**What you need to do**
Reproduce the records word for word, starting at their first line and stopping after the line that contains "POLYGON ((0 1, 0".

**Materials provided**
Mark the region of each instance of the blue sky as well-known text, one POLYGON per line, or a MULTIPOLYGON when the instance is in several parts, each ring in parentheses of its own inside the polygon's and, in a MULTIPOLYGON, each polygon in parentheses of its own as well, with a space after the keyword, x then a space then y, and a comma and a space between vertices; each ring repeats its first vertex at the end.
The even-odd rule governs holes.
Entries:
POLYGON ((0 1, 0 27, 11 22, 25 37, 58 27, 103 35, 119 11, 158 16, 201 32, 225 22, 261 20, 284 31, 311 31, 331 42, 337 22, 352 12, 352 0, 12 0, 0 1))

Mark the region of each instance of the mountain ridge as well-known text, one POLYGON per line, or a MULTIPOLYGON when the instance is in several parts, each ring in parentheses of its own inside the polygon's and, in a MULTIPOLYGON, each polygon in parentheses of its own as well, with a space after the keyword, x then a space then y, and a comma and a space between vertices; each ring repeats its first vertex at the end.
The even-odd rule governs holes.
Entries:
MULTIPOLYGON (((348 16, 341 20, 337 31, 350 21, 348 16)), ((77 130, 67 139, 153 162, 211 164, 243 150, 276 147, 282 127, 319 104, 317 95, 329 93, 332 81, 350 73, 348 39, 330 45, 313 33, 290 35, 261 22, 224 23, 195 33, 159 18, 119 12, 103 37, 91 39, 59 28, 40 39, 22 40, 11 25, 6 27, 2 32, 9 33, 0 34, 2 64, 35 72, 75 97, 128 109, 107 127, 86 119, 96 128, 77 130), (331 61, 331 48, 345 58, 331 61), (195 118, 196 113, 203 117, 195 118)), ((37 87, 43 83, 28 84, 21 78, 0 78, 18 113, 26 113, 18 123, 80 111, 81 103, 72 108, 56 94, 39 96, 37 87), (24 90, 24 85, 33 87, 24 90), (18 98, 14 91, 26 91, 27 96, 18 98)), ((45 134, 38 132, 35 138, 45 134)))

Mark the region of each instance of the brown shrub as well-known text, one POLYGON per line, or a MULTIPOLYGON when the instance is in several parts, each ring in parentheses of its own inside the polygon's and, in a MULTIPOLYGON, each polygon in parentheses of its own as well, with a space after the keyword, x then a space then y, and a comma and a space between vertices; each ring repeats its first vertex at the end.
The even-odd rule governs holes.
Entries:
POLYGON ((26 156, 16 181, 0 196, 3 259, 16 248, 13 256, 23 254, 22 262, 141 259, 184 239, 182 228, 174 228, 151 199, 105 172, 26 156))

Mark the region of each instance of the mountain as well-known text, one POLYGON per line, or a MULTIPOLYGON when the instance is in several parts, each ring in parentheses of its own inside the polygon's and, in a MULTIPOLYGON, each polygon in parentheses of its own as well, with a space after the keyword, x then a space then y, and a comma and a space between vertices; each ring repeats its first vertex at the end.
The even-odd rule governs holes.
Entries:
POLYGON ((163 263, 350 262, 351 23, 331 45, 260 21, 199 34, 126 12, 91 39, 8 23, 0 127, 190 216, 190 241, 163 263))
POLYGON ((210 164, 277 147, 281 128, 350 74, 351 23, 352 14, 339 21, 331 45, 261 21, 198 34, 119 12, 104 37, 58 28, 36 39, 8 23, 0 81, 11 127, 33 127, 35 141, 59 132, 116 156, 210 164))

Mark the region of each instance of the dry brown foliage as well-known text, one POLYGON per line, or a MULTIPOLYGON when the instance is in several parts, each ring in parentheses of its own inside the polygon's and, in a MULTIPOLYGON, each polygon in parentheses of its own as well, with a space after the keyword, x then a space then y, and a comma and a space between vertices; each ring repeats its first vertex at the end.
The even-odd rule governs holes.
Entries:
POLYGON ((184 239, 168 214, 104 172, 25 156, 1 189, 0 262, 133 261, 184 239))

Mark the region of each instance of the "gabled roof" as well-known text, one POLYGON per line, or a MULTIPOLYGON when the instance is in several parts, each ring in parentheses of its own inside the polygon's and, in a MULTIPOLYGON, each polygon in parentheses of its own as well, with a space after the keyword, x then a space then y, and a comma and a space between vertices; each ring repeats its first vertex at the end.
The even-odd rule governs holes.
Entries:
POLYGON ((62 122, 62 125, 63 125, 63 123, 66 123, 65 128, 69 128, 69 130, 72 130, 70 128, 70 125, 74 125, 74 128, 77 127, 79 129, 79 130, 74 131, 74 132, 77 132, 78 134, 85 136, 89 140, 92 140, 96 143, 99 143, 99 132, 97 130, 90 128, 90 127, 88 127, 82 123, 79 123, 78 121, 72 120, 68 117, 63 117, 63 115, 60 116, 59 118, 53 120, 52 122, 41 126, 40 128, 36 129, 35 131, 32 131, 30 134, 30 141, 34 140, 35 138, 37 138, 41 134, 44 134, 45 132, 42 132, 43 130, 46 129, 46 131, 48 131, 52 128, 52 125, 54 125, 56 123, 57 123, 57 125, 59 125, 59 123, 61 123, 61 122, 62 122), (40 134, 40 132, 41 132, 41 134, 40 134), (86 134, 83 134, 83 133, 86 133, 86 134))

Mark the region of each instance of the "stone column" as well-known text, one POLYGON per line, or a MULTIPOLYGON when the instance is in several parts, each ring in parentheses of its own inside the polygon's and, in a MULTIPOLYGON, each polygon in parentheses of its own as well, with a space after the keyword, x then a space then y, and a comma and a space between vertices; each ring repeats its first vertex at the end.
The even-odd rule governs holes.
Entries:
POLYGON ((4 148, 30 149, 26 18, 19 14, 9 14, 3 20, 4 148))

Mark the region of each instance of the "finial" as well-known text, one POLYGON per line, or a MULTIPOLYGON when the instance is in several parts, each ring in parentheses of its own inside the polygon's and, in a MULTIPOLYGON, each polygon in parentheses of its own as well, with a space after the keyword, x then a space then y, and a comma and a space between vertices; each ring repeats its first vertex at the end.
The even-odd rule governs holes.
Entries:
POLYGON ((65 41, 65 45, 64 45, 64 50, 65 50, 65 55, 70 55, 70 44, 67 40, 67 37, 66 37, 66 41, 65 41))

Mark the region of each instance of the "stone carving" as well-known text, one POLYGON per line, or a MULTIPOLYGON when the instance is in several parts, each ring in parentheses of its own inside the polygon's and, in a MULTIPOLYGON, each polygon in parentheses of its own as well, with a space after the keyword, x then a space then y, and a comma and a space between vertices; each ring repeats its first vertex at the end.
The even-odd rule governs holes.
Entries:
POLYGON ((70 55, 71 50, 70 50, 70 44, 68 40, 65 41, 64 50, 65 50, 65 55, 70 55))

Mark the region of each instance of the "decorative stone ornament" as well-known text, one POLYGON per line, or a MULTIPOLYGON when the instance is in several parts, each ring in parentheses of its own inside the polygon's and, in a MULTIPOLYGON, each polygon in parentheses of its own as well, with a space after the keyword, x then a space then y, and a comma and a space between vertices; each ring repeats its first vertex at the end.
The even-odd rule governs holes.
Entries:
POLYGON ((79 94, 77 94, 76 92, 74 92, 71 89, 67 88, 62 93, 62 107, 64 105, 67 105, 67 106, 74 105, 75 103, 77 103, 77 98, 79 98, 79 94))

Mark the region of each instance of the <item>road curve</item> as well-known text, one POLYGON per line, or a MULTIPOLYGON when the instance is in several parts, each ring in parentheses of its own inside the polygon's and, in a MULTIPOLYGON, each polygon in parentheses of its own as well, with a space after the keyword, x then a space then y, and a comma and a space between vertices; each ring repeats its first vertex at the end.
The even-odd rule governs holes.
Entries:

**Solution**
Mark the region of each instance of the blue sky as well-known text, one POLYGON per line, or a MULTIPOLYGON when the instance is in several parts, each ring in parentheses of its own inside the polygon's and, in a MULTIPOLYGON, each polygon in parentheses of its own as well, with a space after the keyword, x then a space then y, and a comma and a space between vertices; each ring repeats its first vertex at the end.
The even-odd rule governs holes.
Entries:
POLYGON ((0 1, 0 27, 11 22, 25 37, 58 27, 103 35, 119 11, 158 16, 201 32, 225 22, 261 20, 284 31, 311 31, 331 42, 337 22, 352 12, 352 0, 12 0, 0 1))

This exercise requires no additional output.